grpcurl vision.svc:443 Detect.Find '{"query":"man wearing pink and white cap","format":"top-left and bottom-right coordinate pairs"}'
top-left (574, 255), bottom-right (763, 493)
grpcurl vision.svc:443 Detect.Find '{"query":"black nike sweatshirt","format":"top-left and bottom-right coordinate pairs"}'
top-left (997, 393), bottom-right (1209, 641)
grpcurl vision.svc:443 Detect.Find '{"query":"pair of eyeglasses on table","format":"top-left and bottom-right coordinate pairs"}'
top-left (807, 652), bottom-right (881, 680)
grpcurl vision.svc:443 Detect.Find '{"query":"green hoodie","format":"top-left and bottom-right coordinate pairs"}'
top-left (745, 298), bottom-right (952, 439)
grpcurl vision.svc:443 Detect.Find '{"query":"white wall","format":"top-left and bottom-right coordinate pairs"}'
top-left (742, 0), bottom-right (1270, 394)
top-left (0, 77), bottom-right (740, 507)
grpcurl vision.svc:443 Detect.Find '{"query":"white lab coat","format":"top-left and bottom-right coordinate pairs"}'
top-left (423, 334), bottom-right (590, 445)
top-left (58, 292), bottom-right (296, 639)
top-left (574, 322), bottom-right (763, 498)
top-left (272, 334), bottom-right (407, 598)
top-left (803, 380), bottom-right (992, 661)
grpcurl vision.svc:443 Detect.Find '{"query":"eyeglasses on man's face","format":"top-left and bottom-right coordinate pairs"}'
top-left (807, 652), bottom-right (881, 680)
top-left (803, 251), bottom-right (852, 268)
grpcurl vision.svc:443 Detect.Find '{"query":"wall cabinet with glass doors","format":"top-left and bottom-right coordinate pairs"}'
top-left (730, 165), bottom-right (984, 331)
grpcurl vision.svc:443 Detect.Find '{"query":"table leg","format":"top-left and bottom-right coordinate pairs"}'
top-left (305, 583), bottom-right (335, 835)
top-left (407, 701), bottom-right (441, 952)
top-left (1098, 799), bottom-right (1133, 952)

________________

EXERCISE DESCRIPTION:
Please write out the records above exactly, from the line containing "cabinet with glass" through the end of the records.

OUTPUT FOR THIS TASK:
grpcurl vision.svc:443 Detect.Find '{"query":"wall cabinet with glass doors","format":"top-left and bottom-right coordinate pairs"}'
top-left (730, 165), bottom-right (984, 331)
grpcurl vision.svc:443 Detect.Find '{"query":"table leg","format":"top-left and bottom-right coordinate pairs"}'
top-left (305, 583), bottom-right (335, 835)
top-left (407, 701), bottom-right (441, 952)
top-left (1098, 799), bottom-right (1133, 952)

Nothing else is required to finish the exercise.